- **Task directions**: Write out all of the entries exactly as given.
┌─ Material provided
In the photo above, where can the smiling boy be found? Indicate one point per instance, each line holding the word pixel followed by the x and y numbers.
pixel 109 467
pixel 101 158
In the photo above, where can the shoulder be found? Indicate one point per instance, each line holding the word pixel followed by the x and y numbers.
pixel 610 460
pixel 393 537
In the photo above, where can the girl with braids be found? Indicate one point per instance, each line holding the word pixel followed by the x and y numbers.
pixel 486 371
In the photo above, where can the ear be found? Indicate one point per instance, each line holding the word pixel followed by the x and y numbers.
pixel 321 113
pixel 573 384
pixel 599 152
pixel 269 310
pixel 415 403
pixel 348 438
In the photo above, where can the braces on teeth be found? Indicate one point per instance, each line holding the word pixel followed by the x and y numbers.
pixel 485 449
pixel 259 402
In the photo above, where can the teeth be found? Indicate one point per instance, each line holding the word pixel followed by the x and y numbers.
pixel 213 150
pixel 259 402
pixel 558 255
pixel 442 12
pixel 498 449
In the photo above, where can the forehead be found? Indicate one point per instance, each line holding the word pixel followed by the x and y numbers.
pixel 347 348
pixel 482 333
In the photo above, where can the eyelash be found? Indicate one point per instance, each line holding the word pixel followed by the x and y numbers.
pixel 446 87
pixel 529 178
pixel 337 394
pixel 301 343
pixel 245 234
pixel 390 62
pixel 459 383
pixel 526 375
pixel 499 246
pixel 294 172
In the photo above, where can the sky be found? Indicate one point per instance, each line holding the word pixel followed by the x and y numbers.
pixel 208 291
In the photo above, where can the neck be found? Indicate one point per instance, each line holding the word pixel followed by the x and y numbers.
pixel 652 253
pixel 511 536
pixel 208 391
└─
- **Completed exercise**:
In the photo above, where can the smiling boy be found? Indicate one point per instance, each line holding the word pixel followed by the x and y numbers.
pixel 109 467
pixel 101 158
In the photo above, where can the shoulder be found? Indicate one point per instance, each line holding the word pixel followed by the x and y numbers.
pixel 610 460
pixel 393 537
In the photo above, where can the girl with braids be found? Indicate one point per instance, each line holding the word pixel followed by the x and y numbers.
pixel 486 371
In the photo above, where can the ear be found? Indicate one point per instance, each line holding the word pixel followed by the x and y numbers.
pixel 321 113
pixel 573 384
pixel 599 152
pixel 269 310
pixel 415 403
pixel 348 438
In the photo above, where can the braces on teeth be found? Indicate one point per instance, each line holding the word pixel followed by the x and y numbers.
pixel 485 449
pixel 259 402
In the photo above, where can the teeth be found? Indicate one point per instance, each line holding the word pixel followed by the x and y numbers.
pixel 213 150
pixel 259 402
pixel 558 255
pixel 442 12
pixel 498 449
In the photo above, where can the forehead be found? Indicate one point per instance, each line holding the word pixel followed by the x and y numbers.
pixel 347 348
pixel 482 333
In the photo above, where can the eyelash be found? Indicate one point per instance, each line holding the word pixel followed by the x and y numbers.
pixel 446 87
pixel 529 178
pixel 337 394
pixel 301 343
pixel 245 234
pixel 390 62
pixel 459 383
pixel 526 375
pixel 499 246
pixel 294 172
In the photo above, where can the sky be found? Indicate one point per instance, each line holding the word pixel followed by the x and y numbers.
pixel 208 291
In the photo above, where can the neck be found? Indicate one point per instance, each line holding the word pixel followed by the x and y numbers.
pixel 652 253
pixel 511 536
pixel 208 391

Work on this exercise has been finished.